#### Given data ####

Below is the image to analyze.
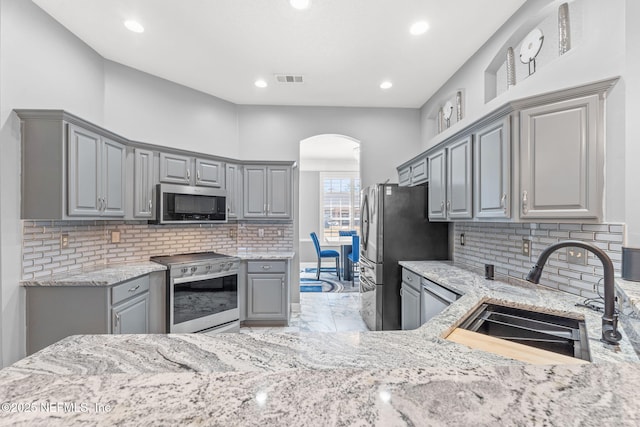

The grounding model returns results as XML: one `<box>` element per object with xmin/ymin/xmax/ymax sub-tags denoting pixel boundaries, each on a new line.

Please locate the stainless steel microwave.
<box><xmin>153</xmin><ymin>184</ymin><xmax>227</xmax><ymax>224</ymax></box>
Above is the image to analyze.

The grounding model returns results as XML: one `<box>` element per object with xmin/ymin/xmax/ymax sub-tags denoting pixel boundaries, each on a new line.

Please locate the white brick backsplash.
<box><xmin>454</xmin><ymin>221</ymin><xmax>625</xmax><ymax>299</ymax></box>
<box><xmin>22</xmin><ymin>220</ymin><xmax>293</xmax><ymax>278</ymax></box>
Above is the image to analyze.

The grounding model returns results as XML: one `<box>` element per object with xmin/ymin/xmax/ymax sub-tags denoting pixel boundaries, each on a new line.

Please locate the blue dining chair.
<box><xmin>310</xmin><ymin>232</ymin><xmax>341</xmax><ymax>280</ymax></box>
<box><xmin>338</xmin><ymin>230</ymin><xmax>357</xmax><ymax>236</ymax></box>
<box><xmin>347</xmin><ymin>235</ymin><xmax>360</xmax><ymax>285</ymax></box>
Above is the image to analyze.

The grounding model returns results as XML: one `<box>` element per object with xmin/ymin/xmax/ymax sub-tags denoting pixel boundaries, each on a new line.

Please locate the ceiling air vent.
<box><xmin>275</xmin><ymin>74</ymin><xmax>304</xmax><ymax>84</ymax></box>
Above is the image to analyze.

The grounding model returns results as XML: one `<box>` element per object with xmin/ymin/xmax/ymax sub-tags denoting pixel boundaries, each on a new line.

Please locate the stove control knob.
<box><xmin>190</xmin><ymin>266</ymin><xmax>198</xmax><ymax>274</ymax></box>
<box><xmin>206</xmin><ymin>265</ymin><xmax>212</xmax><ymax>271</ymax></box>
<box><xmin>181</xmin><ymin>267</ymin><xmax>188</xmax><ymax>275</ymax></box>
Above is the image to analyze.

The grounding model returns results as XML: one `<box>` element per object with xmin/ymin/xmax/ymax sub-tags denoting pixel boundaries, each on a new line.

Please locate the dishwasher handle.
<box><xmin>422</xmin><ymin>282</ymin><xmax>459</xmax><ymax>306</ymax></box>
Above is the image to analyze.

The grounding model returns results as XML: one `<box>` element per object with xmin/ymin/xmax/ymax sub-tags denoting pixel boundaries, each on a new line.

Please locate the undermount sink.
<box><xmin>456</xmin><ymin>302</ymin><xmax>591</xmax><ymax>362</ymax></box>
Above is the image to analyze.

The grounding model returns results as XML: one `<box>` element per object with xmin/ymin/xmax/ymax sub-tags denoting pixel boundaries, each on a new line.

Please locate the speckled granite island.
<box><xmin>3</xmin><ymin>261</ymin><xmax>640</xmax><ymax>425</ymax></box>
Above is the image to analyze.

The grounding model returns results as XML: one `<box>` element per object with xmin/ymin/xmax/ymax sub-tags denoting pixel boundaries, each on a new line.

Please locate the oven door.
<box><xmin>169</xmin><ymin>272</ymin><xmax>239</xmax><ymax>333</ymax></box>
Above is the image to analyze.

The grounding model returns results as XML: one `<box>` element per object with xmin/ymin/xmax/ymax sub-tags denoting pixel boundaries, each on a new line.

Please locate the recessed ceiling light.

####

→ Task statement: None of the images should be copied, but every entry must be given again exactly.

→ Response:
Below is the image to analyze.

The grounding model returns results as XML: one `<box>` element per object with xmin/ymin/xmax/ymax sub-tags denoting pixel boundaries, each on a new line.

Please locate the stainless steel microwave.
<box><xmin>153</xmin><ymin>184</ymin><xmax>227</xmax><ymax>224</ymax></box>
Above is the image to analyze.

The grounding model returns results as XML: one `<box>` element per object with xmin/ymin/xmax/ymax sub-tags denoting pixel boundaries, each on a new line.

Please locate the white brick backsplash.
<box><xmin>454</xmin><ymin>221</ymin><xmax>625</xmax><ymax>299</ymax></box>
<box><xmin>22</xmin><ymin>220</ymin><xmax>293</xmax><ymax>278</ymax></box>
Above is the image to analyze.

The grounding model returns results as XML: one `<box>` element per object with xmin/ymin/xmax/ymax sub-tags denoting pixel boundaries, each on a new line.

Please locate the blue dining chair.
<box><xmin>310</xmin><ymin>232</ymin><xmax>341</xmax><ymax>280</ymax></box>
<box><xmin>338</xmin><ymin>230</ymin><xmax>357</xmax><ymax>236</ymax></box>
<box><xmin>347</xmin><ymin>235</ymin><xmax>360</xmax><ymax>285</ymax></box>
Above is the image to analyze.

The grounding model returns results as XML: one `<box>` element per object with xmin/ymin/xmax/ymax sub-tags denoting pixel boundaries, each on a new line.

Please locate the ceiling air vent.
<box><xmin>275</xmin><ymin>74</ymin><xmax>304</xmax><ymax>84</ymax></box>
Above is the image to analyze.

The grounding model returns results as XML: one `<box>` element per object with xmin/ymin/xmax/ymax sub-tags denoting pixel boundaries, each on a new line.

Please locate the stove control knob.
<box><xmin>190</xmin><ymin>266</ymin><xmax>198</xmax><ymax>274</ymax></box>
<box><xmin>206</xmin><ymin>265</ymin><xmax>212</xmax><ymax>271</ymax></box>
<box><xmin>181</xmin><ymin>267</ymin><xmax>188</xmax><ymax>275</ymax></box>
Above is the image to analyze.

The grounding model returns results as XML: one `<box>` element per object with xmin/ymin/xmax/ymax sub-tags denoting pixel boundaries, each on a new line.

Please locate the dishwasher handle.
<box><xmin>422</xmin><ymin>282</ymin><xmax>459</xmax><ymax>306</ymax></box>
Above is the image to analyze.

The grounding model returns results as XML: one `<box>` element per object with xmin/ymin/xmax/ymax sub-tags denoting pixel boundaries, each on a new line.

Please locate the undermount sink.
<box><xmin>456</xmin><ymin>302</ymin><xmax>591</xmax><ymax>362</ymax></box>
Above is the image to analyze.

The grounding model returns results as XML: one `<box>` element per object with xmin/ymin/xmax/ymax sub-tags denoting pixel boundaries, each on a new line.

Please locate the speckled granite island.
<box><xmin>3</xmin><ymin>261</ymin><xmax>640</xmax><ymax>425</ymax></box>
Above is the image to analyze.

The grounding model returns results as XML: one `<box>` element per object with xmin/ymin/xmax/ymax sub-tags denoting pixel boundaries, each on a new line.

Please locate the oven door.
<box><xmin>169</xmin><ymin>272</ymin><xmax>239</xmax><ymax>333</ymax></box>
Above is the image to analyze.

The grounding model returns results as XML: one `<box>` element per object with xmin/ymin/xmax/ymax sub-tags denoting pixel boundaries, each on a new line.

Please locate the recessed ceiling light.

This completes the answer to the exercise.